#### Input data
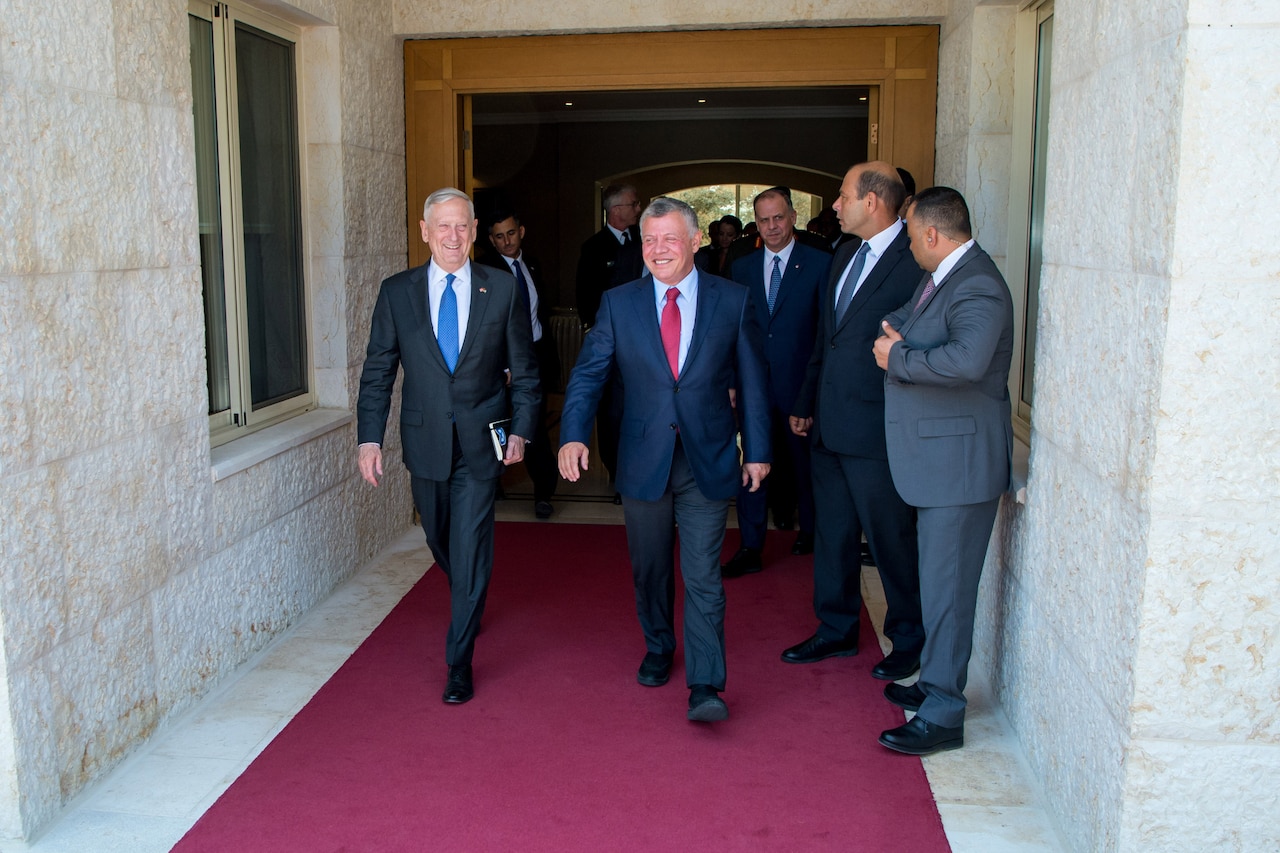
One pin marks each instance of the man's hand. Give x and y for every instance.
(754, 473)
(572, 460)
(515, 450)
(885, 342)
(370, 460)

#### Your objective
Copy every line above word for word, but leave out the pictures.

#### Task response
One pin marks each instance of the man's hand. Give x and y for every instance.
(754, 473)
(572, 460)
(515, 450)
(885, 342)
(370, 460)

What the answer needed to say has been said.